* [Vorliegender Text]
------------------------------------------------------------
Das sind diese kleinen quadratischen, messingfarbenen Würfel, mit einem Namen und Geburts- und Todesdatum versehen, die hier und da auf Bürgersteigen eingelassen sind. Sie erinnern an einen Menschen, der im dahinter liegenden Haus einst gelebt hat, und der von den Nationalsozialisten ermordet wurde. In größeren Städten sind sie häufiger zu entdecken als in kleineren, aber eigentlich sind sie verstreut über das ganze Land, und neuerdings hin und wieder im Ausland zu finden.
Die Meinungen über die Stolpersteine sind geteilt, manchmal führen sie auch zu erbitterten Kontroversen. So ist eine Frau die ich kenne, vehement dagegen. Es ist eine Frau, die ihr Leben sehr der Erinnerung an diese schlimme Zeit widmet, die mit den Nachkommen von Menschen, die hier sehr gelitten haben, innige Freundschaften geschlossen hat, die also sehr glaubwürdig ist. Aber sie sagt: „Ich kann es nicht ertragen, dass Passanten auf diesen Steinen und auf den Namen von Ermordeten herum trampeln“. Das kann ich gut verstehen.
Aber ich bin auch mit einer Frau befreundet, die in einem Verein ist, der diese Stolpersteine initiiert. Sie beschäftigt sich mit den Lebensläufen von ermordeten Menschen, sie nimmt Kontakt zu Nachkommen oder Verwandten auf, lädt sie zu der Verlegung des Steins ein, kümmert sich um die Pflege der Steine. Sie hat dadurch wunderbare Begegnungen, es ist für sie eine große emotionale Bereicherung. Ich bin beeindruckt, wenn sie von ihren Erlebnissen erzählt.
------------------------------------------------------------
* [Datenteil]
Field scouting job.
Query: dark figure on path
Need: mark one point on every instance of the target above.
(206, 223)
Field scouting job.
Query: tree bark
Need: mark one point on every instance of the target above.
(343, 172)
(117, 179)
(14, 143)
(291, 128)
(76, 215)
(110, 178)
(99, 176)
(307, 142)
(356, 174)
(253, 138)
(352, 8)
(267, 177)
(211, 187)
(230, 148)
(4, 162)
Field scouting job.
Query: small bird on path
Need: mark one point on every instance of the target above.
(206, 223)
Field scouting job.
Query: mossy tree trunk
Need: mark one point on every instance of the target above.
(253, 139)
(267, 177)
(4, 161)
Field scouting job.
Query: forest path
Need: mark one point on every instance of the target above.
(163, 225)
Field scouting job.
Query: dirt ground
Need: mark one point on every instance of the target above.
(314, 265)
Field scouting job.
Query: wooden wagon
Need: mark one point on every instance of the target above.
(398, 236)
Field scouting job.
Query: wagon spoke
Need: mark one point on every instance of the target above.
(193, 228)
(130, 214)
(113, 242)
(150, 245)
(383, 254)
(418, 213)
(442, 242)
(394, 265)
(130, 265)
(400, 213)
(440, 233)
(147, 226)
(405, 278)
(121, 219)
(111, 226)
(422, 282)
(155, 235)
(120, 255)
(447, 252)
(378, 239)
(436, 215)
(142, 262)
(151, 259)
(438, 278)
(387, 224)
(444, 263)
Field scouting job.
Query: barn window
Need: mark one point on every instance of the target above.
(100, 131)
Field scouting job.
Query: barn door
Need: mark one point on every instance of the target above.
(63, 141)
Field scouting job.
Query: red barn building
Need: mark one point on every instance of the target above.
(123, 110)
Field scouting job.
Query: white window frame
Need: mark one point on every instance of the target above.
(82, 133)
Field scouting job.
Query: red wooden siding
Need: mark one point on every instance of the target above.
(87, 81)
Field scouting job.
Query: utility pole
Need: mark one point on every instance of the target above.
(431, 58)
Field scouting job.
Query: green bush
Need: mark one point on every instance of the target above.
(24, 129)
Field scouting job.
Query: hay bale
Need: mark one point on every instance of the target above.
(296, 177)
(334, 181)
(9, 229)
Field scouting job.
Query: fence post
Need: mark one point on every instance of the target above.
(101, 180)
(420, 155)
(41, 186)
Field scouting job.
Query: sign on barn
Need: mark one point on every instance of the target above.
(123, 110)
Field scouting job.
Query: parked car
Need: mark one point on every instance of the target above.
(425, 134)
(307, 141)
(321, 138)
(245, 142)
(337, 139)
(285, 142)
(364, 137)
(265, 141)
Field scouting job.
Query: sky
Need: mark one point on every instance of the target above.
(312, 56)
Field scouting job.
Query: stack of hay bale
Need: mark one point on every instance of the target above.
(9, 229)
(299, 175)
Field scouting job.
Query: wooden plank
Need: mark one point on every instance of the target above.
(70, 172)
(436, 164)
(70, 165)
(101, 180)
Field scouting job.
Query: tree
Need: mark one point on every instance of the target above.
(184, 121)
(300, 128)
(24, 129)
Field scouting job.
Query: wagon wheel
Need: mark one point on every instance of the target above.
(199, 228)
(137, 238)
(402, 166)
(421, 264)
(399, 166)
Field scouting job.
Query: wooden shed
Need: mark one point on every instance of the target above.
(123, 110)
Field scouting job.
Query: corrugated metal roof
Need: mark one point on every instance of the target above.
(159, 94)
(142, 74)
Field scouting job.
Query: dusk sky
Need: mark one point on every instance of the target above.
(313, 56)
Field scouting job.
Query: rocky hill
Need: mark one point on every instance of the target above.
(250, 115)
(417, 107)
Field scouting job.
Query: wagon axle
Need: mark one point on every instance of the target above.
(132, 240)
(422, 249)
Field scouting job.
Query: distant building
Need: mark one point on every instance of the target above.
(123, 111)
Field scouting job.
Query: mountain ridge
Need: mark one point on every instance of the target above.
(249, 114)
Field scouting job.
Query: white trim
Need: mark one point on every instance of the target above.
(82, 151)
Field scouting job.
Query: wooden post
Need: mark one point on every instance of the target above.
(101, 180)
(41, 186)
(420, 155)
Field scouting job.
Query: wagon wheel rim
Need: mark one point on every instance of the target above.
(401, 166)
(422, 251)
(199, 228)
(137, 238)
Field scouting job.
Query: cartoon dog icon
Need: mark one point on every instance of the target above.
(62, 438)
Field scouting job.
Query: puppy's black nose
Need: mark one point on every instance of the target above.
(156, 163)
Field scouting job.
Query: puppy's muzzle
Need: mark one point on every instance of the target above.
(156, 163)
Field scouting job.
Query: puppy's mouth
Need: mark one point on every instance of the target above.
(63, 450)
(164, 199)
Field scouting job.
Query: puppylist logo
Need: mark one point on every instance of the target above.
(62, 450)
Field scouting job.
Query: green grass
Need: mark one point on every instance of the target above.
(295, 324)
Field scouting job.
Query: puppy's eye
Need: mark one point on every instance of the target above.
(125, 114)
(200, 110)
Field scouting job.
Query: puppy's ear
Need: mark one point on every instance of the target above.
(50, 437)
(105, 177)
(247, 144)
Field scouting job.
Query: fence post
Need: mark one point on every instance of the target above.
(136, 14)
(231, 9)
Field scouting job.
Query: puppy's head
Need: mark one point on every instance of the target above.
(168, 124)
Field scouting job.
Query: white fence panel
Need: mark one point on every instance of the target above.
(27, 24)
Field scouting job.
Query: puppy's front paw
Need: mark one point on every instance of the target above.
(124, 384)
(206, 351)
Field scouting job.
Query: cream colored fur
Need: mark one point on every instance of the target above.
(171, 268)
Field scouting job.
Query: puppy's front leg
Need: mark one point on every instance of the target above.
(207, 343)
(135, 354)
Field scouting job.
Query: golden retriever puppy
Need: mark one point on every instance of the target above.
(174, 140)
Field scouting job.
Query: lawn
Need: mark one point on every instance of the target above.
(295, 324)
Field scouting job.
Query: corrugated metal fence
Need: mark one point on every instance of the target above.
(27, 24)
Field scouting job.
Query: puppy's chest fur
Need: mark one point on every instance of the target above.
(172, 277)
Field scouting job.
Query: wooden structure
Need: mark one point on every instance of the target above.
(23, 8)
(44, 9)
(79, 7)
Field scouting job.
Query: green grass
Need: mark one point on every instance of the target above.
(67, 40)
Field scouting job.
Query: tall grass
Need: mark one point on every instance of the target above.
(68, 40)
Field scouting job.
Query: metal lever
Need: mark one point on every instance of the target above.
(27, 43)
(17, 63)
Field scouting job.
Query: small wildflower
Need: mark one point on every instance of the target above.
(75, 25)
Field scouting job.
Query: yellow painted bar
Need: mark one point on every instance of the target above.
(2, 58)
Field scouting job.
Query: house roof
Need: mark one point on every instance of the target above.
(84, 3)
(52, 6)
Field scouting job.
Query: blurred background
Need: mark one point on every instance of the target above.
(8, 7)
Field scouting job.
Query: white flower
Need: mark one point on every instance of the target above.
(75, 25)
------------------------------------------------------------
* [Aufgaben]
1. Beantworte anhand des Textes über die Stolpersteine:
(a) An wen erinnert ein Stolperstein?
(b) Was kann die Frau, die gegen die Stolpersteine ist, nicht ertragen?
(c) Wozu lädt die Frau aus dem Verein Nachkommen oder Verwandte ein?
2. Kopiere aus dem Text über die Stolpersteine wortgetreu den Abschnitt, der mit den Worten „Aber ich bin“ beginnt und mit „ihren Erlebnissen erzählt.“ endet.
Die Zeilen braucht man hier nicht.

* [Antworten je Aufgabe]
1.
(a) An einen Menschen, der im dahinter liegenden Haus einst gelebt hat und von den Nationalsozialisten ermordet wurde.
(b) Dass Passanten auf diesen Steinen und auf den Namen von Ermordeten herumtrampeln.
(c) Zu der Verlegung des Steins.

2.
Aber ich bin auch mit einer Frau befreundet, die in einem Verein ist, der diese Stolpersteine initiiert. Sie beschäftigt sich mit den Lebensläufen von ermordeten Menschen, sie nimmt Kontakt zu Nachkommen oder Verwandten auf, lädt sie zu der Verlegung des Steins ein, kümmert sich um die Pflege der Steine. Sie hat dadurch wunderbare Begegnungen, es ist für sie eine große emotionale Bereicherung. Ich bin beeindruckt, wenn sie von ihren Erlebnissen erzählt.